Non-disclosure agreements occupy a unique space in employment law. What makes a non-disclosure agreement unique is that the parties typically do not invoke it until after either an employee or employer terminates the working relationship between them.

Generally speaking, non-disclosure agreements protect the confidentiality of secrets that employers hold. According to FindLaw, in the event that the employee discloses confidential information without the employer’s permission, a non-disclosure agreement allows the employer to sue the employee.

What are the different kinds of non-disclosure agreements?

There are two varieties of non-disclosure agreements: mutual and one-way agreements. With a mutual non-disclosure agreement, both parties to the agreement are disclosing confidential information to each other. Mutual non-disclosure agreements are rarer. For instance, if an inventor discloses his invention to a company in exchange for the company’s private client lists, this may involve a mutual non-disclosure agreement.

The one-way non-disclosure agreement is more common. This is when an employer requires an employee to sign a non-disclosure agreement in exchange for employment.

What is ‘confidential information?’

Every non-disclosure agreement is different. Your particular contract must specifically define what ‘confidential information is within the scope of that particular contract. Usually, a non-disclosure agreement will also mention what information the agreement excludes. For example, a nondisclosure agreement can not protect any information that the employee discovers prior to or is independent of the non-disclosure agreement retroactively.

Additionally, the non-disclosure agreement should state the obligations and duty of the employee regarding the information. The agreement should state what exactly the employee is responsible for regarding safekeeping the information. It should also state how the employee can use the information legally.

• [Work to do]:
For each statement, say yes or no to whether it agrees with the text on non-disclosure agreements, and quote the words of the text that settle it.
1. Mutual non-disclosure agreements are more common than one-way ones.
2. A non-disclosure agreement lets an employer sue an employee who reveals confidential information without permission.
3. A non-disclosure agreement usually says what information it does not cover.

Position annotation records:
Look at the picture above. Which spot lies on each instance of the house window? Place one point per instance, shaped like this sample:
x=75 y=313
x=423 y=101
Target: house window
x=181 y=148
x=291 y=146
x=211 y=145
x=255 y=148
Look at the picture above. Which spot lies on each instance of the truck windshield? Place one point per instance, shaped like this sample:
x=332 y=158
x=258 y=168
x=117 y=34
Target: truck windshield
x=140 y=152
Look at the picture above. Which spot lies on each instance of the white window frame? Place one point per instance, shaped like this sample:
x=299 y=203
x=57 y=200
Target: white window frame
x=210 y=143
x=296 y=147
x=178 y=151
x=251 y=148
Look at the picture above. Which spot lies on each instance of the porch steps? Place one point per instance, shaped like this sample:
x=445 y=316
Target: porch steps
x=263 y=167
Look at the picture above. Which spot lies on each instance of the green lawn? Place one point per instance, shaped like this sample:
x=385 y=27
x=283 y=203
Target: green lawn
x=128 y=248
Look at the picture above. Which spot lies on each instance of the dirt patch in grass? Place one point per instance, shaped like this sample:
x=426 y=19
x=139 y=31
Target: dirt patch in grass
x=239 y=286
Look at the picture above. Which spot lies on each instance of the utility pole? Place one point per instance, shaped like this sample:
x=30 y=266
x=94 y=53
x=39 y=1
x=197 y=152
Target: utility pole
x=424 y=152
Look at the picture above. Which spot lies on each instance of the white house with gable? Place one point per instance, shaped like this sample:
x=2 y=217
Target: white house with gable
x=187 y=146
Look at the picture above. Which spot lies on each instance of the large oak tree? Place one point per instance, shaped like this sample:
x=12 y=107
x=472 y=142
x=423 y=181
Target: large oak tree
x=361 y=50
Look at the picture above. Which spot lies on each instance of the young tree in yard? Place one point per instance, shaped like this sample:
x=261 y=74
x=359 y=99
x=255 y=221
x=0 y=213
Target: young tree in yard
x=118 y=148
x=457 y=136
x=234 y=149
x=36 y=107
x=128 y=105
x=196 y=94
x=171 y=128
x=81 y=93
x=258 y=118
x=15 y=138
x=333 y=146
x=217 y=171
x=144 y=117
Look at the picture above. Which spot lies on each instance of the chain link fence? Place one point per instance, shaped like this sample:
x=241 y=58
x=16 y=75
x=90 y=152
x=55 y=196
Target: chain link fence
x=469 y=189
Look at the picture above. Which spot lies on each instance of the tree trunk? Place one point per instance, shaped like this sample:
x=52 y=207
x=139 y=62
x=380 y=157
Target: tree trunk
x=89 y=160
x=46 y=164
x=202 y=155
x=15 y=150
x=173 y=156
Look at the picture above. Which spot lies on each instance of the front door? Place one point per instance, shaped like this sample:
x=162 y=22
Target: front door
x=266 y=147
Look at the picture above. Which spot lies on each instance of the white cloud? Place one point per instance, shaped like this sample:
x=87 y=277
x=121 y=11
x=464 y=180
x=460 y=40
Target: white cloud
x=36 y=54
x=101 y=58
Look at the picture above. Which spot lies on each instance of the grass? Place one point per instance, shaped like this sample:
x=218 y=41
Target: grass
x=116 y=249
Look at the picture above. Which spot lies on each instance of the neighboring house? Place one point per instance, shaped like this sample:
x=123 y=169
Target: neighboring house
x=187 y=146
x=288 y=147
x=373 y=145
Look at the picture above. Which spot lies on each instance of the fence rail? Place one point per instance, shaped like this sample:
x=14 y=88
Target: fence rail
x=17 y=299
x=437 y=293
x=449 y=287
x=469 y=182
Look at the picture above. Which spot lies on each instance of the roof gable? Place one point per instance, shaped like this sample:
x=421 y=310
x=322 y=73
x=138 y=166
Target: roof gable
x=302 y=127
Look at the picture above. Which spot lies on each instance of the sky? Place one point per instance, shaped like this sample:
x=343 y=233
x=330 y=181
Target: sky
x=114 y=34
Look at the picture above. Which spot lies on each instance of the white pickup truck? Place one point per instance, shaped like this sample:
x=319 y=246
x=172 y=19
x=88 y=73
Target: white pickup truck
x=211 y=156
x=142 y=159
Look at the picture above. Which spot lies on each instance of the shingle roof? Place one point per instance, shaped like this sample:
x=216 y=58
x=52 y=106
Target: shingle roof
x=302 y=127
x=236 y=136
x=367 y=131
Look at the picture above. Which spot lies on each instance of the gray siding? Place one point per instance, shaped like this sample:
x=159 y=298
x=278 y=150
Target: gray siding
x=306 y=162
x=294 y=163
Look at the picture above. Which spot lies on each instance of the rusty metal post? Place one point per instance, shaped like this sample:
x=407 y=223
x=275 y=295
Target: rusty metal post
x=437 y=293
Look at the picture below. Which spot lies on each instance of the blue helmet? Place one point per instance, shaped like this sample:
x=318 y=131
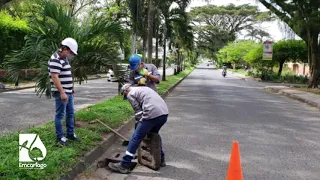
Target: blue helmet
x=134 y=61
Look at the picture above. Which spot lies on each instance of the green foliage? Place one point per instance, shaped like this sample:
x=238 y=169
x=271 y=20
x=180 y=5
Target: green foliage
x=290 y=50
x=98 y=40
x=269 y=75
x=60 y=160
x=301 y=17
x=12 y=33
x=235 y=52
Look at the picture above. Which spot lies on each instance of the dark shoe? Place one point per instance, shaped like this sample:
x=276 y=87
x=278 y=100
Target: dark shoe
x=63 y=141
x=163 y=164
x=73 y=138
x=118 y=168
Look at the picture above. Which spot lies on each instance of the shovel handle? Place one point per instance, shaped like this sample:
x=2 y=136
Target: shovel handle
x=113 y=130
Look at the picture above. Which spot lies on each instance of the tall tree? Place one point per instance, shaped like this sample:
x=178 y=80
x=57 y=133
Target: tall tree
x=150 y=29
x=303 y=18
x=215 y=25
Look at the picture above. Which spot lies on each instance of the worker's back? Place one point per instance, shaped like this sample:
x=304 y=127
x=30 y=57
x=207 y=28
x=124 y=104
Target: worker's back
x=151 y=102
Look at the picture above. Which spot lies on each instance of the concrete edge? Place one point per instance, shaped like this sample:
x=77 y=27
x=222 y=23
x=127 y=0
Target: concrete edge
x=174 y=86
x=98 y=151
x=293 y=96
x=29 y=87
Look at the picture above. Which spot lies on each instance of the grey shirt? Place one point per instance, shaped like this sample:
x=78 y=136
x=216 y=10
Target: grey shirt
x=134 y=76
x=146 y=103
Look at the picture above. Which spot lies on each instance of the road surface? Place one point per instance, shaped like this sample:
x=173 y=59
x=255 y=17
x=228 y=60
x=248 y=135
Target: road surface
x=23 y=109
x=278 y=136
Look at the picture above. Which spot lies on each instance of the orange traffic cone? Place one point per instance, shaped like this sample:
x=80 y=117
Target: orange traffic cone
x=235 y=170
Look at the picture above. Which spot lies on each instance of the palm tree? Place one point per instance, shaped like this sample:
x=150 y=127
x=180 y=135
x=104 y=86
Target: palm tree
x=96 y=38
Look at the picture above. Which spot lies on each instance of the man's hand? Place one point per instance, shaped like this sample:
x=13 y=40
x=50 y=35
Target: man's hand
x=144 y=72
x=142 y=82
x=64 y=97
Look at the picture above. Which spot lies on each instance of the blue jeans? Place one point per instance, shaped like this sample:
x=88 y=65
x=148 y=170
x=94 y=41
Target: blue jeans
x=143 y=128
x=64 y=109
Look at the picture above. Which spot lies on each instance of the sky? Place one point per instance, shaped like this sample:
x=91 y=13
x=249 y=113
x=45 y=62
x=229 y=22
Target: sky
x=271 y=27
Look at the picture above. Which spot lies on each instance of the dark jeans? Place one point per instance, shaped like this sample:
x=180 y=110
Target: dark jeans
x=143 y=128
x=64 y=109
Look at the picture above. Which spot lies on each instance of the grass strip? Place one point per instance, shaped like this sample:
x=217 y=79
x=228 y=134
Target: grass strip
x=60 y=160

• [Result]:
1. No: "Mutual non-disclosure agreements are rarer."
2. Yes: "a non-disclosure agreement allows the employer to sue the employee."
3. Yes: "Usually, a non-disclosure agreement will also mention what information the agreement excludes."